Convert every line of the entries below into a Markdown table with the columns "Number" and "Text," numbering the rows in order and skipping blank lines. Leave the pictures out of the table.

# Records for this exercise start

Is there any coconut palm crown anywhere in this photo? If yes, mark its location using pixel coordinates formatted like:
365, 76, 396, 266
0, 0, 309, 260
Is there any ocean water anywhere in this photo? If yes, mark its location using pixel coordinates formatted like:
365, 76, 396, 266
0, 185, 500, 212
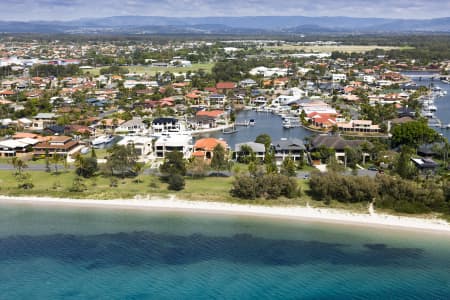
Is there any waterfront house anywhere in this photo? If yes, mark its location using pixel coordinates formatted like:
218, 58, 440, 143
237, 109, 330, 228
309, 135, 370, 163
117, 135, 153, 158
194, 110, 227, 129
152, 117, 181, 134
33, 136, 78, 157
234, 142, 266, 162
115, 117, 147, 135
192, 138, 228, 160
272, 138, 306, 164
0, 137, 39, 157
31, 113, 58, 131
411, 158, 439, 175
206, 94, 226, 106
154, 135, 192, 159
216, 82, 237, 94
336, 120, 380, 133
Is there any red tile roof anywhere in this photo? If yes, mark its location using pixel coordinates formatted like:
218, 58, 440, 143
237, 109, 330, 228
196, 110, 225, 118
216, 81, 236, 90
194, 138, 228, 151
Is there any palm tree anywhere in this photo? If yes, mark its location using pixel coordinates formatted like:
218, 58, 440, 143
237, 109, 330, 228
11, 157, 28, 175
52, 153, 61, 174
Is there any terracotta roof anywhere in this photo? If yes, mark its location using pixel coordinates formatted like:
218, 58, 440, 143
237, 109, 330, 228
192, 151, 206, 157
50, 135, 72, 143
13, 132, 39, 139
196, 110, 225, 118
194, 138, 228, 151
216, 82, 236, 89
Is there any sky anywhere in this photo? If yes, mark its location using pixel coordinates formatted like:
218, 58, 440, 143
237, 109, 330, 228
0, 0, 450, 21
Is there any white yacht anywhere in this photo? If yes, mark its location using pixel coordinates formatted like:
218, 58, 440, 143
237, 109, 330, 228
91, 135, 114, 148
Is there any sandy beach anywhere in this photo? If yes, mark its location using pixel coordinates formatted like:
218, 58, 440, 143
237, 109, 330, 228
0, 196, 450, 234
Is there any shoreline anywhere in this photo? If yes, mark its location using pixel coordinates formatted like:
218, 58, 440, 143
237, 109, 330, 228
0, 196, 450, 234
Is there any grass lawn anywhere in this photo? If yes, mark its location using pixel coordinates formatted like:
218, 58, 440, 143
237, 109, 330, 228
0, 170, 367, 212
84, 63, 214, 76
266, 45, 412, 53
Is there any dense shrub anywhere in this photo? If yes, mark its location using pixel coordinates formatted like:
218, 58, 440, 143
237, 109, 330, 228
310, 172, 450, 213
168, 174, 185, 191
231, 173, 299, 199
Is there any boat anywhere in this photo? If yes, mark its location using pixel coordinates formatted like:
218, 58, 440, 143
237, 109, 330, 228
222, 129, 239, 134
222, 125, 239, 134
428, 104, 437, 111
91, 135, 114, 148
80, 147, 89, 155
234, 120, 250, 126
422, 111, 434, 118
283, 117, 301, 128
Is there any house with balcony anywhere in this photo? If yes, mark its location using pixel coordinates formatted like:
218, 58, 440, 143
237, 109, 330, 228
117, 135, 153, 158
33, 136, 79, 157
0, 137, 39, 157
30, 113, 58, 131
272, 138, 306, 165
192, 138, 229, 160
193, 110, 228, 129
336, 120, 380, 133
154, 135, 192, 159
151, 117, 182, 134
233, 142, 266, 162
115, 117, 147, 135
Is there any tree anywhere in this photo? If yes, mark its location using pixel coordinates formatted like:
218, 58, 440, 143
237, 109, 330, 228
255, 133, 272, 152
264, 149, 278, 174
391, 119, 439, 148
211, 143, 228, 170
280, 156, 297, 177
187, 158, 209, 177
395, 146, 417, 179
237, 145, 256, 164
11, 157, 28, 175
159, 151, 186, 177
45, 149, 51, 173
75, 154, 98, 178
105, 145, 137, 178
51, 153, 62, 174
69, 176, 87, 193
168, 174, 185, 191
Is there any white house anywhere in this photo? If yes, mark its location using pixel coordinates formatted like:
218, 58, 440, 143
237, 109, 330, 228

# Records for this exercise end

Solution:
| Number | Text |
|---|---|
| 1 | Is there any coconut palm crown anywhere in this photo? If yes, mark its location using pixel coordinates formatted like: |
| 2 | 365, 76, 396, 266 |
| 3 | 0, 0, 309, 260 |
| 4 | Is there any ocean water anywhere in this photo? If yes, mark its location using pixel coordinates formatted like: |
| 5 | 365, 76, 396, 266 |
| 6 | 0, 185, 500, 212 |
| 7 | Is there any waterfront house anywhere in this photo? If yes, mark its location using pixel coordinates formatted like: |
| 8 | 218, 58, 440, 143 |
| 9 | 237, 109, 330, 228 |
| 10 | 309, 135, 370, 163 |
| 11 | 117, 135, 153, 158 |
| 12 | 194, 110, 227, 129 |
| 13 | 152, 117, 181, 134 |
| 14 | 33, 136, 78, 157 |
| 15 | 234, 142, 266, 162 |
| 16 | 115, 117, 147, 135 |
| 17 | 192, 138, 228, 160 |
| 18 | 272, 138, 306, 164 |
| 19 | 0, 137, 39, 157 |
| 20 | 31, 113, 58, 131 |
| 21 | 411, 158, 439, 175 |
| 22 | 206, 94, 226, 106 |
| 23 | 154, 135, 192, 159 |
| 24 | 216, 82, 237, 94 |
| 25 | 336, 120, 380, 133 |
| 26 | Is there any red tile roof anywhere in this photo? If yes, mark its location using pixel coordinates formatted like: |
| 27 | 218, 58, 440, 143 |
| 28 | 237, 109, 330, 228 |
| 29 | 196, 110, 225, 118 |
| 30 | 216, 81, 236, 90 |
| 31 | 194, 138, 228, 151 |
| 32 | Is there any palm tree anywhere in this photo? If yes, mark its location using pixel coordinates formatted like: |
| 33 | 218, 58, 440, 143 |
| 34 | 237, 109, 330, 228 |
| 35 | 11, 157, 28, 175 |
| 36 | 52, 153, 61, 174 |
| 37 | Is there any terracotta roof anywhere in this photo? If yes, mark its location using pixel coordinates formatted like: |
| 38 | 218, 58, 440, 143 |
| 39 | 237, 109, 330, 228 |
| 40 | 192, 151, 206, 157 |
| 41 | 50, 135, 72, 143 |
| 42 | 13, 132, 39, 139 |
| 43 | 196, 110, 225, 118 |
| 44 | 194, 138, 228, 151 |
| 45 | 216, 82, 236, 89 |
| 46 | Is there any sky anywhere in this photo? If yes, mark its location using pixel coordinates formatted like: |
| 47 | 218, 58, 440, 143 |
| 48 | 237, 109, 330, 228 |
| 49 | 0, 0, 450, 21 |
| 50 | Is there any white yacht anywhere in this photo? If yes, mark its location using pixel coordinates formatted like: |
| 51 | 218, 58, 440, 143 |
| 52 | 237, 109, 330, 228 |
| 53 | 91, 135, 114, 148 |
| 54 | Is there any sandy beach anywhere in this photo? If yes, mark its location using pixel coordinates formatted like: |
| 55 | 218, 58, 440, 143 |
| 56 | 237, 109, 330, 228 |
| 57 | 0, 196, 450, 234 |
| 58 | Is there any shoreline anywhere in this photo? If yes, mark its location using pixel coordinates formatted like: |
| 59 | 218, 58, 440, 143 |
| 60 | 237, 109, 330, 228 |
| 61 | 0, 196, 450, 234 |
| 62 | Is there any grass lawn anywhere in this photo? If yes, mark its location using pixel coordinates formatted like: |
| 63 | 218, 58, 440, 143 |
| 64 | 237, 109, 330, 228 |
| 65 | 0, 170, 367, 212 |
| 66 | 84, 63, 214, 76 |
| 67 | 266, 45, 412, 53 |
| 68 | Is there any dense shrub anywhere in this photo? If yes, mark its location using pixel coordinates formatted like: |
| 69 | 218, 58, 440, 143 |
| 70 | 237, 109, 330, 228 |
| 71 | 310, 172, 450, 213 |
| 72 | 168, 174, 185, 191 |
| 73 | 231, 173, 299, 199 |
| 74 | Is there any boat anywhere in this photo? If yes, mark its location using pixel coordinates formatted like: |
| 75 | 218, 58, 440, 143 |
| 76 | 237, 109, 330, 228 |
| 77 | 222, 129, 239, 134 |
| 78 | 222, 125, 239, 134 |
| 79 | 428, 104, 437, 111 |
| 80 | 91, 135, 114, 148 |
| 81 | 80, 147, 89, 155 |
| 82 | 234, 120, 250, 126 |
| 83 | 422, 111, 434, 118 |
| 84 | 283, 117, 301, 128 |
| 85 | Is there any house with balcony anywhere in this photo? If yes, mark its location using pixel coordinates formatted like: |
| 86 | 218, 58, 440, 143 |
| 87 | 237, 109, 330, 228 |
| 88 | 117, 135, 153, 158 |
| 89 | 33, 136, 79, 157 |
| 90 | 0, 137, 39, 157 |
| 91 | 30, 113, 58, 131 |
| 92 | 272, 138, 306, 165 |
| 93 | 192, 138, 229, 160 |
| 94 | 193, 110, 228, 129 |
| 95 | 336, 120, 380, 133 |
| 96 | 154, 135, 192, 159 |
| 97 | 151, 117, 182, 134 |
| 98 | 233, 142, 266, 162 |
| 99 | 115, 117, 147, 135 |
| 100 | Is there any tree anywhere in this photo? If yes, mark its location using pixel coordinates formatted like: |
| 101 | 218, 58, 440, 143 |
| 102 | 237, 109, 330, 228 |
| 103 | 255, 133, 272, 152 |
| 104 | 264, 149, 278, 174 |
| 105 | 391, 119, 439, 148 |
| 106 | 211, 143, 228, 170 |
| 107 | 280, 156, 297, 177 |
| 108 | 187, 158, 209, 177 |
| 109 | 395, 146, 417, 179 |
| 110 | 237, 145, 256, 164 |
| 111 | 11, 157, 28, 175 |
| 112 | 159, 151, 186, 177 |
| 113 | 45, 149, 51, 173 |
| 114 | 75, 154, 98, 178 |
| 115 | 105, 145, 137, 178 |
| 116 | 51, 153, 62, 174 |
| 117 | 69, 176, 87, 193 |
| 118 | 168, 174, 185, 191 |
| 119 | Is there any white house anywhere in this photo? If yes, mark its location using pixel coordinates formatted like: |
| 120 | 218, 58, 440, 143 |
| 121 | 237, 109, 330, 228 |